* _What you need to do_
Where the records hold the string "return", show the whole line it sits on.
======
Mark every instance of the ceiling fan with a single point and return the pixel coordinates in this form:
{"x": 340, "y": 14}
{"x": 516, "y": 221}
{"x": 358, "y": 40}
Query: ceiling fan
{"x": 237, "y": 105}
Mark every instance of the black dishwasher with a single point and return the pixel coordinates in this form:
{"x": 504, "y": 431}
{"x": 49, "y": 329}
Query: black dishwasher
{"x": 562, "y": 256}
======
* _Response for this exercise_
Mark every instance of the ceiling fan with a single point and return the pixel coordinates in this form:
Mark every instance of the black dishwasher with a single point and return the pixel coordinates in this form:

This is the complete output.